Description of the task: Turn the lines below into a numbered list, starting at the line that contains "Pick out one point on every instance of the charred" and stopping after the line that contains "<point>46,68</point>". Omit blank lines, and leave the pictures out of your answer.

The input:
━━━━━━━━━━━━━━━━━━━━━━━━━━━━━━
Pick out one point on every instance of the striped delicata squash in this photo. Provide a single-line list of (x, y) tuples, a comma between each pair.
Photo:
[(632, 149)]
━━━━━━━━━━━━━━━━━━━━━━━━━━━━━━
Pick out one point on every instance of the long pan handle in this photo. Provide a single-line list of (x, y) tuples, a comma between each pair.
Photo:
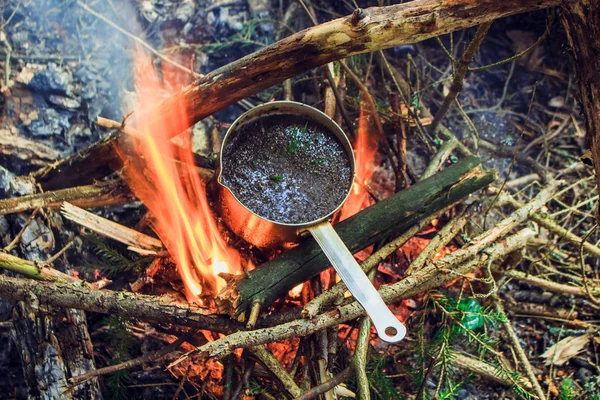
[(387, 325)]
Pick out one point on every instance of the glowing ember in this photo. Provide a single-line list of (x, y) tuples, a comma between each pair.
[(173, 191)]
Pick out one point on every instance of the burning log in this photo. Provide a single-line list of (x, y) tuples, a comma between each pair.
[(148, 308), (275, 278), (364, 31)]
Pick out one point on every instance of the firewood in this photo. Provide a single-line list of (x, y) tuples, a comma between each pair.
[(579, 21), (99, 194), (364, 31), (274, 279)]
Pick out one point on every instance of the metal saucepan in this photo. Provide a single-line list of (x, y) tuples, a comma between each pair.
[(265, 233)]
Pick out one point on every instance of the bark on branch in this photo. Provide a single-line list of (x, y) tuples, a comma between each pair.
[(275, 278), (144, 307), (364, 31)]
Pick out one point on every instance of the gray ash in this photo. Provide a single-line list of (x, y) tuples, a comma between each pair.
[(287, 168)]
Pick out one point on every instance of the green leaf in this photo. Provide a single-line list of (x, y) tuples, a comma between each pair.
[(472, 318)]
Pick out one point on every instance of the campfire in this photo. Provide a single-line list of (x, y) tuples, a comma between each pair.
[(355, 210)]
━━━━━━━━━━━━━━━━━━━━━━━━━━━━━━
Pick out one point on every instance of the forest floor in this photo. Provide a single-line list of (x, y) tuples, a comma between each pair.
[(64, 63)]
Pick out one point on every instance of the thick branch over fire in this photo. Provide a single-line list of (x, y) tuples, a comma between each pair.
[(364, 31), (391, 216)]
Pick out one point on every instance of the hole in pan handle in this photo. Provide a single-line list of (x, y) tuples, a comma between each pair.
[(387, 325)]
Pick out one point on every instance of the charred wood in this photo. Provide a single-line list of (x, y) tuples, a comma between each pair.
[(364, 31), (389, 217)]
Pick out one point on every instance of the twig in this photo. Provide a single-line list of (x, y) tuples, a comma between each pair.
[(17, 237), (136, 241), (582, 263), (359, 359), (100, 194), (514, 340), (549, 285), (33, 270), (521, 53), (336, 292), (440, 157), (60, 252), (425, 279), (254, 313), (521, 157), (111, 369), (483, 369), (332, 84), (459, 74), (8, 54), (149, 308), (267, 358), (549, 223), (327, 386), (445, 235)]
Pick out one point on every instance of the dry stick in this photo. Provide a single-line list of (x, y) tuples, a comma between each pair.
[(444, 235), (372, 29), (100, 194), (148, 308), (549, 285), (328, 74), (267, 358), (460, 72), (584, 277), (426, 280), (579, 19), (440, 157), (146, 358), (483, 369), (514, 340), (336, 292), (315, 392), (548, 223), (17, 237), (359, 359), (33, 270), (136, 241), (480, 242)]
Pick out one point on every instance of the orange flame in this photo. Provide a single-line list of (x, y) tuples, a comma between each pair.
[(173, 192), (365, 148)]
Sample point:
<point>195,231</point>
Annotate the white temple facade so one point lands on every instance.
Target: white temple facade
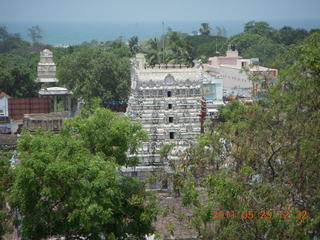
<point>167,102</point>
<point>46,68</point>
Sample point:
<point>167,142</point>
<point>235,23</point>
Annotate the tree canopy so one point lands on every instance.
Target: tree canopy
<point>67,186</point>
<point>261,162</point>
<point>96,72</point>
━━━━━━━━━━━━━━━━━━━━━━━━━━━━━━
The result:
1. Pick out one point on every instance of the charred wood in this photo. Provide a single-line list of (x, y) tuples, a comma between each pair.
2. [(364, 31), (389, 217)]
3. Pick out one point on every instance of the twig in this photo. Provide a single-line list of (x, y) tuples, a comma between each pair.
4. [(17, 237), (136, 241), (582, 263), (359, 359), (100, 194), (514, 340), (549, 285), (33, 270), (521, 53), (336, 292), (440, 157), (60, 252), (425, 279), (254, 313), (521, 157), (111, 369), (483, 369), (332, 84), (459, 74), (8, 54), (149, 308), (267, 358), (549, 223), (327, 386), (445, 235)]
5. Pick out one point on every instance of the dry stick in this photo. Provide a single-line list of (x, y) tuples, a comma between each pair.
6. [(444, 235), (372, 29), (100, 194), (148, 308), (549, 285), (328, 74), (267, 358), (460, 72), (584, 277), (426, 280), (579, 19), (440, 157), (146, 358), (483, 369), (514, 340), (336, 292), (315, 392), (548, 223), (17, 237), (359, 359), (33, 270), (136, 241), (480, 242)]
7. Pick out one point on every instance of the orange flame in this photo. Provide a single-line list of (x, y) tuples, a comma between each pair.
8. [(173, 192), (365, 148)]
9. Sample point:
10. <point>195,231</point>
11. Annotate the white temple facade so one point lands on every instance.
12. Target: white temple facade
13. <point>167,102</point>
14. <point>46,68</point>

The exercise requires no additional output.